» **Trecho do documento**:
══════════
Todas as aulas eram inglês. Todas as conversinhas com os colegas eram em inglês. Todos os nomes de partes do corpo humano eram em inglês. Todos os laboratórios de física eram em inglês. E meu inglês nem era isso tudo.
As regras, a cultura, os hábitos, tudo era radicalmente diferente. Nunca me senti tão mentalmente estafado como naquelas primeiras semanas. Aprendia coisas novas no ritmo que só um cérebro de quinze anos é capaz.
Sem querer, sem planejar, bom ser humano que sou, no esforço de me adaptar ao meu novo ambiente, eu mudei. Foi minha primeira, e mais importante, reinvenção.
Sobrevivi ao primeiro ano já camaleado. Tão ocupado em entender o novo mundo à minha volta, nem mesmo percebi o quanto tinha mudado.
══════════
» **Informações exibidas**:
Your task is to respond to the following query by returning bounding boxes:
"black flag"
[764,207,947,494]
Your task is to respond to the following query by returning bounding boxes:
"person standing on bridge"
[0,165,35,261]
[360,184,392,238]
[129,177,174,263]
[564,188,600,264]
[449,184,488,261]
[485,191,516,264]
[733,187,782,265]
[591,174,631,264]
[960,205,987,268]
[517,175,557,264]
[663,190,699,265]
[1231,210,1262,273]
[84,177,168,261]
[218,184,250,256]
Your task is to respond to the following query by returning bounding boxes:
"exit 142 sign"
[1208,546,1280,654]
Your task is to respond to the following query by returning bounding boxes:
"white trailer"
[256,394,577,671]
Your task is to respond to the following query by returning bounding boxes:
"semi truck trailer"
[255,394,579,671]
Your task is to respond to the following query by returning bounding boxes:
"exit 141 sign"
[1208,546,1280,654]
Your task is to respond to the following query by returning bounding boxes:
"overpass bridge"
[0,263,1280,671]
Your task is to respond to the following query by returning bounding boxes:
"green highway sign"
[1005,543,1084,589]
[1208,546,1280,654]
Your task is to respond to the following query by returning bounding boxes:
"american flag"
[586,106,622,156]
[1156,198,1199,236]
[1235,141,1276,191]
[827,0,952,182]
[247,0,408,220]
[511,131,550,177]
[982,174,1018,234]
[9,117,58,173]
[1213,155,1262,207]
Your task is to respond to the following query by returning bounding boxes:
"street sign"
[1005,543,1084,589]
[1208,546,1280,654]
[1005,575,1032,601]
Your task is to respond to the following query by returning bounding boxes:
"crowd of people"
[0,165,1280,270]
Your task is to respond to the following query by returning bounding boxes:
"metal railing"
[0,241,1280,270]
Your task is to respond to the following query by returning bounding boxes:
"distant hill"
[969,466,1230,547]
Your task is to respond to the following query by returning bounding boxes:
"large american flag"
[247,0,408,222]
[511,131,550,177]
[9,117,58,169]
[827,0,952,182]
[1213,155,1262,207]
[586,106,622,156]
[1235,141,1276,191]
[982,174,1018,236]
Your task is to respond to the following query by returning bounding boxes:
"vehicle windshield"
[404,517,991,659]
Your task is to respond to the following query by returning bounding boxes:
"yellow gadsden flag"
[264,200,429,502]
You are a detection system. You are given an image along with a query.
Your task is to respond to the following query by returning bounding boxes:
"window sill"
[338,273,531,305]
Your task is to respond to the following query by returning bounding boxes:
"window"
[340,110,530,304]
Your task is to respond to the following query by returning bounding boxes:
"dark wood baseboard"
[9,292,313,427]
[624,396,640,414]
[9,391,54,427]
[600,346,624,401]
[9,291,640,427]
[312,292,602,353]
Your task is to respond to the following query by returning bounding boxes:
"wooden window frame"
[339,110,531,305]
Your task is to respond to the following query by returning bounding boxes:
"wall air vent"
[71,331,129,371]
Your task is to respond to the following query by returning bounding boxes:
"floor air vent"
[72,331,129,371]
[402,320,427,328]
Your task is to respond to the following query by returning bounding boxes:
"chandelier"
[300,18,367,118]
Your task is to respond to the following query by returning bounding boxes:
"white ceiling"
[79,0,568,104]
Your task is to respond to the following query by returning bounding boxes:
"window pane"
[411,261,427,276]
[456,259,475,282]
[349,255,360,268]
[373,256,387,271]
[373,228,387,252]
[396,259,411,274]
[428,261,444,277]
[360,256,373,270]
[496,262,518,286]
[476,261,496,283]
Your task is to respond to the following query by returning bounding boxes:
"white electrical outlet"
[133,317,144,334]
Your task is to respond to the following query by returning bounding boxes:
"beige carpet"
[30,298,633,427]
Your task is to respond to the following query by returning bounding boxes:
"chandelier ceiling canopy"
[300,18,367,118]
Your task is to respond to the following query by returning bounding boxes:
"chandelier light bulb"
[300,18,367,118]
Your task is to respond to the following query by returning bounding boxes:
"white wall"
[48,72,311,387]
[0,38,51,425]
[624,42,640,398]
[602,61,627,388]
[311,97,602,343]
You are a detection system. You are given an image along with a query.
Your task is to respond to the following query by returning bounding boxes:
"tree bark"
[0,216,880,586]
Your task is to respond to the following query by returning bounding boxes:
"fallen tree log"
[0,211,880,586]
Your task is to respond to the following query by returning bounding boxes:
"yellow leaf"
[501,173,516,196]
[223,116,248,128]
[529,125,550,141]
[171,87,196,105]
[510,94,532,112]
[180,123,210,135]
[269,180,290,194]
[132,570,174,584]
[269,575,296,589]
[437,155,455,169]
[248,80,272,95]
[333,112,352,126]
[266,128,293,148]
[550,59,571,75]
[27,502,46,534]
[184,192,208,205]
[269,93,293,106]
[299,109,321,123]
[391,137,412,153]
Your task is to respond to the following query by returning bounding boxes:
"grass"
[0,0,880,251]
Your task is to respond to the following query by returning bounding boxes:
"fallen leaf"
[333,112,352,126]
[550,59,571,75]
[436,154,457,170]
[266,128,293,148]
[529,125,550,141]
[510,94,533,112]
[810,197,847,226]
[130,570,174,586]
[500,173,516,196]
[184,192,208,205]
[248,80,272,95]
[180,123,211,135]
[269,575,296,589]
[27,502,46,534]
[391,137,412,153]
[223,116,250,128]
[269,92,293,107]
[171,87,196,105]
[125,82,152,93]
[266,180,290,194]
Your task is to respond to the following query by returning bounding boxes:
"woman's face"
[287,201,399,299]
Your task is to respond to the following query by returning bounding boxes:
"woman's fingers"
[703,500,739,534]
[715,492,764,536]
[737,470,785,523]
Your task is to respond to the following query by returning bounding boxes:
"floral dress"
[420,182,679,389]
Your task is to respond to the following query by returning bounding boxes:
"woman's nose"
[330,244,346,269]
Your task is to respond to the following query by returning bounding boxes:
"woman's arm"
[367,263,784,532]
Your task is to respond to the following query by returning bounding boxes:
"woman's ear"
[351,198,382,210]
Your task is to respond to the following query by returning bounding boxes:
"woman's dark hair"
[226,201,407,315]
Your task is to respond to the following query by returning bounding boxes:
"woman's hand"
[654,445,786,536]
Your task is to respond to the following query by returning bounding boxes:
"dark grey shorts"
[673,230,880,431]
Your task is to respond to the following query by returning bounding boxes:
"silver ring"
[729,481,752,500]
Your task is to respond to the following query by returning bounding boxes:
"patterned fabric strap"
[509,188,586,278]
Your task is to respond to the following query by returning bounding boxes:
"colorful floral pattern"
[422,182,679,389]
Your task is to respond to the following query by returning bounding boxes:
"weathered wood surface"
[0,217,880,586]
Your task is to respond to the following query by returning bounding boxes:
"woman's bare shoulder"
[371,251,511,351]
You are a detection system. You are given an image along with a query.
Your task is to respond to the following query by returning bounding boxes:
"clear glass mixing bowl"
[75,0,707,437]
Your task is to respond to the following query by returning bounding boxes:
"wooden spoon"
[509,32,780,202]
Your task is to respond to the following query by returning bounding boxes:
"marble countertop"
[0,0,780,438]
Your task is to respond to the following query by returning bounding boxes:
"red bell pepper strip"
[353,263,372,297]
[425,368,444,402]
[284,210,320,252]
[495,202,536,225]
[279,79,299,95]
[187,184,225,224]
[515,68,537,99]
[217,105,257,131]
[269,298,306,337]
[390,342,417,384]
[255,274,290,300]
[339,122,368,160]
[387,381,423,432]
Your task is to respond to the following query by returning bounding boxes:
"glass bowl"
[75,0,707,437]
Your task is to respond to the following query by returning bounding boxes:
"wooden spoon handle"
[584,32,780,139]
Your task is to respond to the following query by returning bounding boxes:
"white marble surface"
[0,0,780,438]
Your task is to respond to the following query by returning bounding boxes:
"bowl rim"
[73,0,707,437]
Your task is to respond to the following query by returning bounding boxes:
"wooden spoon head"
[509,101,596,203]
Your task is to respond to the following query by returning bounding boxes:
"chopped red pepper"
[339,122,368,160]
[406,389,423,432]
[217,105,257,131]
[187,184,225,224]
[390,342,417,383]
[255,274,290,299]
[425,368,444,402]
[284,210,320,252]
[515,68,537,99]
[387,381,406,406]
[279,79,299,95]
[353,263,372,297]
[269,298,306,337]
══════════
» **Descrição do problema**: Dê continuidade ao relato sobre a adaptação a uma escola onde tudo acontecia em inglês, começando logo após a frase final, "nem mesmo percebi o quanto tinha mudado".

» **Resposta ao problema**:
Para melhor absorver o meu ambiente, fiquei mais calado, mais calmo, mais tolerante. Para fazer amigos, me tornei mais sociável, menos agressivo, menos boca suja.
As atividades extra-curriculares da escola serviam de válvula de escape para minha energia interminável. Fiz de tudo. Editei jornal, presidi grêmio, participei de clubes, disputei eleições. Além de canalizar minha agressividade latente, essas atividades também fizeram com que eu me socializasse com colegas de interesses parecidos e até mesmo desenvolvesse liderança.
O eremita ranzinza tinha finalmente aprendido a interagir com os humanos.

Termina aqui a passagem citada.